Supplied data ->

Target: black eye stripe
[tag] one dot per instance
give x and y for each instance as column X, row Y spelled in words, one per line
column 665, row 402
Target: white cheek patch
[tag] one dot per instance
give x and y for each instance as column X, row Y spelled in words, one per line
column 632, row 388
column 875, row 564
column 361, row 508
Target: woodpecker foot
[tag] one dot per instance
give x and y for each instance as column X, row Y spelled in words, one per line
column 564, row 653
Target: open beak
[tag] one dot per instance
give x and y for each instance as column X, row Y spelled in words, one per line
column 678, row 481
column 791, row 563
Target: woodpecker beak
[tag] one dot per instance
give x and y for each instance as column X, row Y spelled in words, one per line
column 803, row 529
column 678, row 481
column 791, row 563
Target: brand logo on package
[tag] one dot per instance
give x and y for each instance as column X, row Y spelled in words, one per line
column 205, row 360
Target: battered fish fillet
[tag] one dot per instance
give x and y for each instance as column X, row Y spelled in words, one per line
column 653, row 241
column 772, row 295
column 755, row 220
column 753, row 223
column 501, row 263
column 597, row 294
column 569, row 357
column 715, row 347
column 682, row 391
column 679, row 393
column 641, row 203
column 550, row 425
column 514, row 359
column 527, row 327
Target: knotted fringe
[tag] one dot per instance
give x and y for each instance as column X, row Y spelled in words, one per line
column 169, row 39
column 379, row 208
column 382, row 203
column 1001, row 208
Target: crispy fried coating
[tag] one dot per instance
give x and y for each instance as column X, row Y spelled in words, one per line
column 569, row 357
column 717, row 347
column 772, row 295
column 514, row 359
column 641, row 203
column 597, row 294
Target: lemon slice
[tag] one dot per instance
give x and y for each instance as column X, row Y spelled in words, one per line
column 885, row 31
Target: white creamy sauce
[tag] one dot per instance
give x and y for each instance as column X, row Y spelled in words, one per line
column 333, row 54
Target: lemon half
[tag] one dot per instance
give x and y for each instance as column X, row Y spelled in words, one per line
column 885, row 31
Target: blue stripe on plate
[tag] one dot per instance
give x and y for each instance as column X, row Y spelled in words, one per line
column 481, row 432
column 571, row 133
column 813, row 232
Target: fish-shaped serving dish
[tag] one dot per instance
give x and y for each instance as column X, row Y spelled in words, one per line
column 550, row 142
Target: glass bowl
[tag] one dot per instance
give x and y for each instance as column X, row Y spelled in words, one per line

Exercise ->
Please copy out the entries above word for word, starting at the line holding "Target: woodpecker foot" and ending at the line holding "column 205, row 360", with both of those lines included.

Solution ->
Target: woodpecker foot
[tag] one dot per instance
give x and y for each instance as column X, row Y spelled in words, one per line
column 564, row 653
Target: open beak
[tag] one dot per instance
give x and y for each instance as column X, row Y spelled in words, one per line
column 678, row 481
column 791, row 563
Target: woodpecker beak
[tag] one dot per instance
give x and y for each instance as column X, row Y spelled in words, one per line
column 803, row 529
column 678, row 481
column 791, row 563
Target: brand logo on package
[tag] one dot per instance
give x and y for each instance as column X, row Y spelled in words, one per line
column 205, row 360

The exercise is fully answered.